Items in a dataset
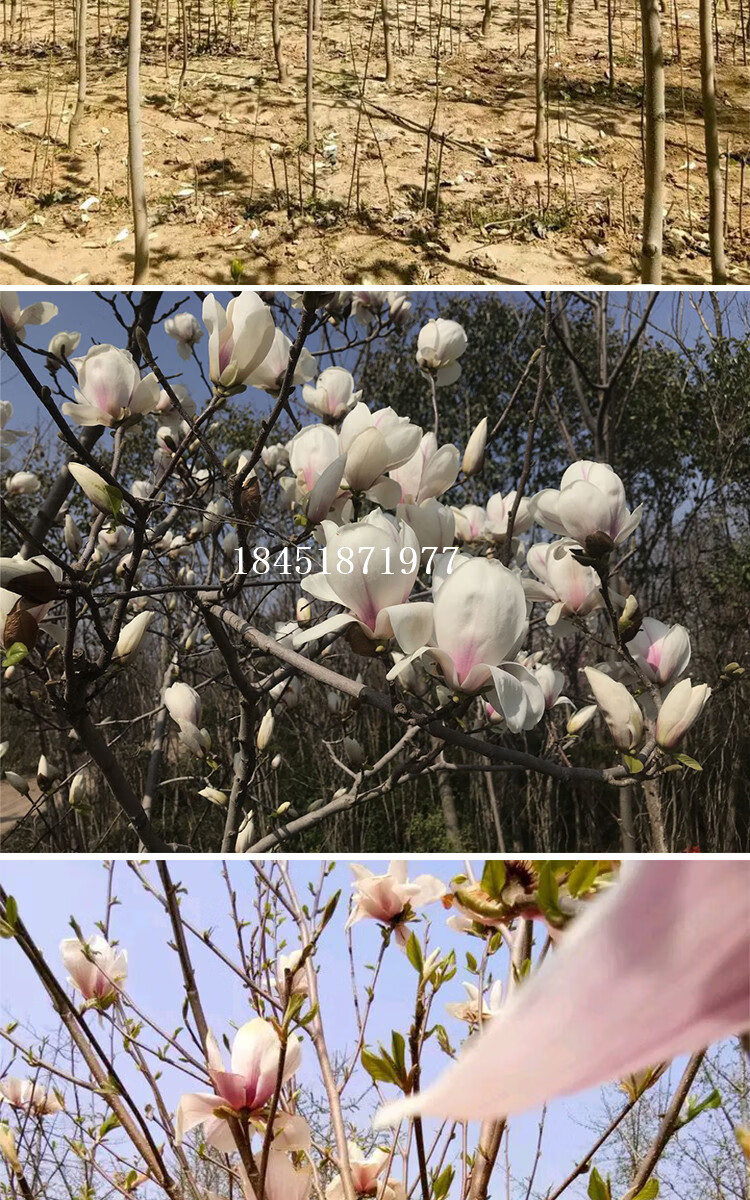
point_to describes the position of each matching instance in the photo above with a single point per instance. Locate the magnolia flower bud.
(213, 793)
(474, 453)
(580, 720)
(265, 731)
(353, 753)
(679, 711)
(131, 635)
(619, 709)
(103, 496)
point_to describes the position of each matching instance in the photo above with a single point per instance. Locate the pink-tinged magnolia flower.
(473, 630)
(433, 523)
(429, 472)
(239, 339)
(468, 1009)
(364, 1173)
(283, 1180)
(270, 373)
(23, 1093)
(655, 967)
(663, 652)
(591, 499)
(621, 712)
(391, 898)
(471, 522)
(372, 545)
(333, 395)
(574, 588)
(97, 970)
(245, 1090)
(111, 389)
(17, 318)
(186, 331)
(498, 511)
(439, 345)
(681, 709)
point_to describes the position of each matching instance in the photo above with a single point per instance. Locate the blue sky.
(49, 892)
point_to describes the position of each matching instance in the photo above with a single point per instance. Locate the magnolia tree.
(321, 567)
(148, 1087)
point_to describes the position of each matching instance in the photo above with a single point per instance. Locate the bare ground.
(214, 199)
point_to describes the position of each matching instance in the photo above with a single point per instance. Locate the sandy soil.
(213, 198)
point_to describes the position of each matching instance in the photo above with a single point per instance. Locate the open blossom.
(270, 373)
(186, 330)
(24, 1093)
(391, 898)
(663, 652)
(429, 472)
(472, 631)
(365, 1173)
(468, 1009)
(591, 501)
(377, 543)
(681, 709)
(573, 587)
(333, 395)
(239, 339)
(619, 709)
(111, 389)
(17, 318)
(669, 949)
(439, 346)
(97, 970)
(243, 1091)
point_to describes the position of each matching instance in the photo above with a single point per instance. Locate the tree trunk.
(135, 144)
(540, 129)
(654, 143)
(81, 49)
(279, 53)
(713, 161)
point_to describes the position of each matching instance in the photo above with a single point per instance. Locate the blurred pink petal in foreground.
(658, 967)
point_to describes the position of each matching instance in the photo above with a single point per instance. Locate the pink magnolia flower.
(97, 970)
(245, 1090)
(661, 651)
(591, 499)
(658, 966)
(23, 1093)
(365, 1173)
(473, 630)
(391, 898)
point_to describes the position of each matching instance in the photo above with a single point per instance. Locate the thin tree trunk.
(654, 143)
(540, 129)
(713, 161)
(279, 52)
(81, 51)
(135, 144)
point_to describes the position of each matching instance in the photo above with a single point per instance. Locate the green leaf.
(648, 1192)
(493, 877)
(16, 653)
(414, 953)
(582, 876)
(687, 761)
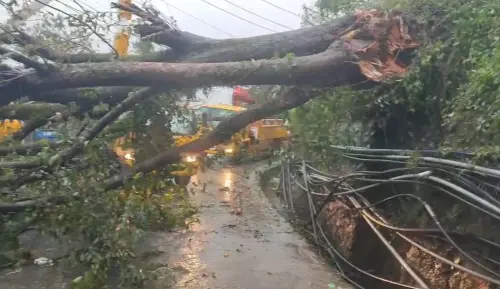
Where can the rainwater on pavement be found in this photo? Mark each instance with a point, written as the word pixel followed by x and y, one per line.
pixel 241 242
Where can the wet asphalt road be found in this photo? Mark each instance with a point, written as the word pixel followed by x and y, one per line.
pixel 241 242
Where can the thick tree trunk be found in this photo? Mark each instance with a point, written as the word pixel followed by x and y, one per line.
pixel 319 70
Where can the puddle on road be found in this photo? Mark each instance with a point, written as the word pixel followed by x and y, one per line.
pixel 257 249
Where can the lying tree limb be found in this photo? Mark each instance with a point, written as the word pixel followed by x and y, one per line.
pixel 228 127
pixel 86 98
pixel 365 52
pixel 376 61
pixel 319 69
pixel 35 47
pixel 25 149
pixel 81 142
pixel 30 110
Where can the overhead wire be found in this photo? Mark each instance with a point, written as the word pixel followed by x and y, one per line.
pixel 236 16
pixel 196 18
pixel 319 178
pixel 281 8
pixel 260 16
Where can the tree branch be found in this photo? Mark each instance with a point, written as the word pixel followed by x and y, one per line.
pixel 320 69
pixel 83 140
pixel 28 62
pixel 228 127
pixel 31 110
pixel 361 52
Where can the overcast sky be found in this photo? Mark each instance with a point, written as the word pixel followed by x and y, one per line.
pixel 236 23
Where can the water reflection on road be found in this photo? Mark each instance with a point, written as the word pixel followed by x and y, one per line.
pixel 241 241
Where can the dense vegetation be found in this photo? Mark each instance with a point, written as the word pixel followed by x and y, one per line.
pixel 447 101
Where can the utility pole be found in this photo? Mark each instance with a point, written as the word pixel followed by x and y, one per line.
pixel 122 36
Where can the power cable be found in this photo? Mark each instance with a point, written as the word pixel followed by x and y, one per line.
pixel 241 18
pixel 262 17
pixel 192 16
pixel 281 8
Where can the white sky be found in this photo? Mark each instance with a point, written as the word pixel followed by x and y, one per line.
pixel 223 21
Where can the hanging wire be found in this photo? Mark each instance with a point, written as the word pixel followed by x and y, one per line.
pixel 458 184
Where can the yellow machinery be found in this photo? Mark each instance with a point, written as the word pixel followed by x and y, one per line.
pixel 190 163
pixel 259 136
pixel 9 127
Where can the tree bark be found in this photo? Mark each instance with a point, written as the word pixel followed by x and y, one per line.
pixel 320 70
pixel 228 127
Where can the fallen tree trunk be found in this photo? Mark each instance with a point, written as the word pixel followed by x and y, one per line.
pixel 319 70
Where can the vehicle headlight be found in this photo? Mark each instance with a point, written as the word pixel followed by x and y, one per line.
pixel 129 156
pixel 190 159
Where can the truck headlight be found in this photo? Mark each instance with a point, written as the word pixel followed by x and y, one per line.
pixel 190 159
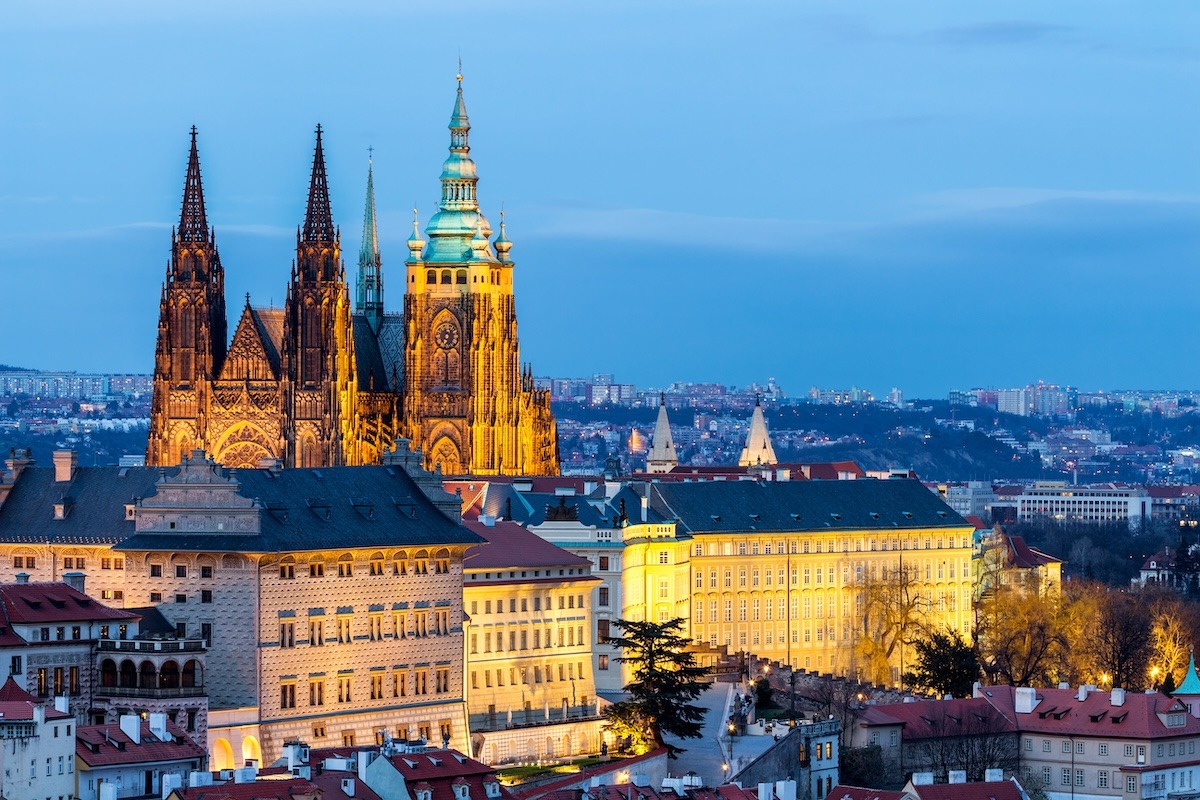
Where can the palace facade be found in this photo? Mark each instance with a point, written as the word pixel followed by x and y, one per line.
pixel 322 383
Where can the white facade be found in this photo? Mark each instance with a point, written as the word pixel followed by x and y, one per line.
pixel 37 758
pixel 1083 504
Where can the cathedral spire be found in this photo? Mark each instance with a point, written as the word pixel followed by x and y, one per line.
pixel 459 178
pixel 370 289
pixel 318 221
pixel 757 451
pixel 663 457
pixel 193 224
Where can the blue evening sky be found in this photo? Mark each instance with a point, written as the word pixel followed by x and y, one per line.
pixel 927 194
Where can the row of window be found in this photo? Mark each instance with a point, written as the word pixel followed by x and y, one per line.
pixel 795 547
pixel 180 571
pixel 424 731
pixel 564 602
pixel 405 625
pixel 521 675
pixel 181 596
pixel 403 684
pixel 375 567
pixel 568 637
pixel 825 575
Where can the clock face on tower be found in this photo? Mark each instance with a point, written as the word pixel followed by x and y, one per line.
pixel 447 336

* DIRECTIVE
Recast the items from the line containing "Where can the palace" through the last line as a numbered list, omitting any blank lines.

* EXERCISE RESULT
1. Where can the palace facade be found in this photo? Mark each instance with a point, written as the word pixel followed by x and y, one per line.
2. pixel 322 383
3. Where can the white facade be found in this photo? Mark each instance with a point, written as the word pixel followed by x and y, one per line.
4. pixel 37 758
5. pixel 1083 504
6. Where can the cathedral spire be found in this photo? Mark each instance with a point, written as the word pixel followed by x and y, one per line.
7. pixel 459 178
8. pixel 370 289
9. pixel 318 221
10. pixel 757 451
11. pixel 663 457
12. pixel 193 224
13. Where can the blue evening sky be found in this photo? Mark each instance with a point, written as the word pixel followed by x and y, one per line.
14. pixel 927 194
15. Where can the row of window be found in this photo? Mark each instance with a point, written as the word pixel followed by x and y, one per line.
16. pixel 795 547
17. pixel 180 571
18. pixel 424 731
19. pixel 564 602
20. pixel 405 625
21. pixel 521 675
22. pixel 181 596
23. pixel 403 684
24. pixel 375 567
25. pixel 568 637
26. pixel 825 575
27. Where can the clock face on tower be found in this photo? Mark each instance with a point, written as the word pixel followed by x and y, one per line.
28. pixel 447 336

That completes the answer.